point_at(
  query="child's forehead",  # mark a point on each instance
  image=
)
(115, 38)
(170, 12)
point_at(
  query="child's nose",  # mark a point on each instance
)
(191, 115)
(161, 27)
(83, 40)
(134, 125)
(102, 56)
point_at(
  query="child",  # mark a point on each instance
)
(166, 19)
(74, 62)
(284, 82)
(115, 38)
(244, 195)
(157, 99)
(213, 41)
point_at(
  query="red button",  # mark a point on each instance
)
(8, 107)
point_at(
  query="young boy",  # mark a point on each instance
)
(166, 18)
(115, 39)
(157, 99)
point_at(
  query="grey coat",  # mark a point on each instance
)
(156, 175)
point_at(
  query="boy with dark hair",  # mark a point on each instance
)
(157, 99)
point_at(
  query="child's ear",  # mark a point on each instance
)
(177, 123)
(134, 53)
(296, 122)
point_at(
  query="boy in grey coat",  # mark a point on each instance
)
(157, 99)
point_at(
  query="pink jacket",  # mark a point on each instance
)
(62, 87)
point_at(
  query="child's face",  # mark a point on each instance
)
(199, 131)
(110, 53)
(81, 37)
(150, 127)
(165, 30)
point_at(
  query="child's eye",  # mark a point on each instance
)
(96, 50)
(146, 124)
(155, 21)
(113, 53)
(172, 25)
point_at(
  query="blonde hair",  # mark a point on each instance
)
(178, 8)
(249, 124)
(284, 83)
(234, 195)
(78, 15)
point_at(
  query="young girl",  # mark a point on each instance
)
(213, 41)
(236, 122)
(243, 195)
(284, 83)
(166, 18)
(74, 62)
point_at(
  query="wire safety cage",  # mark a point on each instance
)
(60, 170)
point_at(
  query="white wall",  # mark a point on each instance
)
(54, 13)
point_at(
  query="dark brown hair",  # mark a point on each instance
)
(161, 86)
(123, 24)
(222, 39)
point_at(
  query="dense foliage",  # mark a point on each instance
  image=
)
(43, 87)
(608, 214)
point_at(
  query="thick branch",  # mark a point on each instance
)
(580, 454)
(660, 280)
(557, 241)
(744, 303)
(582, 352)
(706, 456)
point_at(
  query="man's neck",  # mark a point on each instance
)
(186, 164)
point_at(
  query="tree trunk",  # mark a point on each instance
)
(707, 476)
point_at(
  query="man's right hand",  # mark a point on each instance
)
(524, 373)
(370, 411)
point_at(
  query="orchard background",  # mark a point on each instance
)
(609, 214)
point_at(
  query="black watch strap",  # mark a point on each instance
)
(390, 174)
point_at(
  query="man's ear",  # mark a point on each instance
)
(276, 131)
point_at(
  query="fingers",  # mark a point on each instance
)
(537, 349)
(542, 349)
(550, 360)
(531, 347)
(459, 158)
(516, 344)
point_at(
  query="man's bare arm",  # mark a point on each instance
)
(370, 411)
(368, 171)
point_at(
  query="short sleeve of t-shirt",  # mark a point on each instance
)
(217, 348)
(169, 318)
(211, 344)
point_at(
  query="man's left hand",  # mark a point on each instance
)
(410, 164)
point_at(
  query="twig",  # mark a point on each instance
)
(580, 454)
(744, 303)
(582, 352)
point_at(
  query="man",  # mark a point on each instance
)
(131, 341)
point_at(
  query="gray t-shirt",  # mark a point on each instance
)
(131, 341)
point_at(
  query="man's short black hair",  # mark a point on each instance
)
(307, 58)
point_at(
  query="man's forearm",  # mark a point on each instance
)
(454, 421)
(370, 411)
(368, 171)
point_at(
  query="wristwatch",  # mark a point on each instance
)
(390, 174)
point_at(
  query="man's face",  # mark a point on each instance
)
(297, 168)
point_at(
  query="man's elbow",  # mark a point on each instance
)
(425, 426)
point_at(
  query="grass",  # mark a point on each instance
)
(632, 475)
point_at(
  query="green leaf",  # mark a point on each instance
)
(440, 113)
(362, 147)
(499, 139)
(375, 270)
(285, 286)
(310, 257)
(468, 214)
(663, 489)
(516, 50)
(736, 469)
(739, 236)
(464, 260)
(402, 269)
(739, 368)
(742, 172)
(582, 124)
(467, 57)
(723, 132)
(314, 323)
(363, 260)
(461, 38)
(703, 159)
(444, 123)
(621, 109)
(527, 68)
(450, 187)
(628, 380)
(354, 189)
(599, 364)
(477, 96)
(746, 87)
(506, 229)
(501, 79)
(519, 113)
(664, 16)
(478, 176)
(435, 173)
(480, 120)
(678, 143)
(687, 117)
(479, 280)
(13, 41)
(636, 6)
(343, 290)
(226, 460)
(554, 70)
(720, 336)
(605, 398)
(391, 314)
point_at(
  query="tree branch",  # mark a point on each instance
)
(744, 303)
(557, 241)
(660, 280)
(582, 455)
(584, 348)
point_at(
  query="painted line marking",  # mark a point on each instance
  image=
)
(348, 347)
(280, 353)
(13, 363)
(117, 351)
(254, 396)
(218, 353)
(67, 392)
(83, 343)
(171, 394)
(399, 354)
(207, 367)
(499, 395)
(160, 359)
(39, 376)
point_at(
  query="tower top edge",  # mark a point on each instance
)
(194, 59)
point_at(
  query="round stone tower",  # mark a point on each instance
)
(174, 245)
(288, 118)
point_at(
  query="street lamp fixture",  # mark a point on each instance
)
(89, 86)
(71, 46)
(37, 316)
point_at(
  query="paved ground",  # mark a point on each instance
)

+-------+

## DIRECTION
From the data above, extract every line that contains the word "black".

## WRITTEN ANSWER
  query="black watch strap",  # mark a point on each instance
  query="man's short black hair",  # mark a point on each instance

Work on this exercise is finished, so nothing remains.